Records for processing —
▼
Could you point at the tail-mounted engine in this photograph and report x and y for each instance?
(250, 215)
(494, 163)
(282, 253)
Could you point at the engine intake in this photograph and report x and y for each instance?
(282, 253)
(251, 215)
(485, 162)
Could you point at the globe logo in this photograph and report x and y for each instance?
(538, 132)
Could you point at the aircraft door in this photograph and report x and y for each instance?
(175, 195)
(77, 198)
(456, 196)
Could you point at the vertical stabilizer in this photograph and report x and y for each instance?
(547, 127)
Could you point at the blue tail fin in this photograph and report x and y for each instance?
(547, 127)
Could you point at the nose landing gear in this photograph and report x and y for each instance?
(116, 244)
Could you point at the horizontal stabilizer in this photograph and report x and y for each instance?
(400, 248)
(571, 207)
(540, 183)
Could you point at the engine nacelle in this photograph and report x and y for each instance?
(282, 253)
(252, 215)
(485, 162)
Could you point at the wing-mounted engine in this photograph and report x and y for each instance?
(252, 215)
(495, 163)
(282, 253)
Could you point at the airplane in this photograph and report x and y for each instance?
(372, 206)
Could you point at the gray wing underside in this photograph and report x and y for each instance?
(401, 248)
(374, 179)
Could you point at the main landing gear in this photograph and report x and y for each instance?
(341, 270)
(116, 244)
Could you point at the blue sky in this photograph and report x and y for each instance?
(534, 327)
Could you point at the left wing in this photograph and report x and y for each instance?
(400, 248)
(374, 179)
▲
Stated problem — Could you reproduce the records above word for word, starting at the line that contains "Could you point at the blue sky" and continuing through the last line?

Task response —
Could you point at the blue sky in this photograph and report x and y for each instance?
(534, 327)
Could you point at the left wing in this photograph and report x and y for each instance?
(400, 248)
(374, 179)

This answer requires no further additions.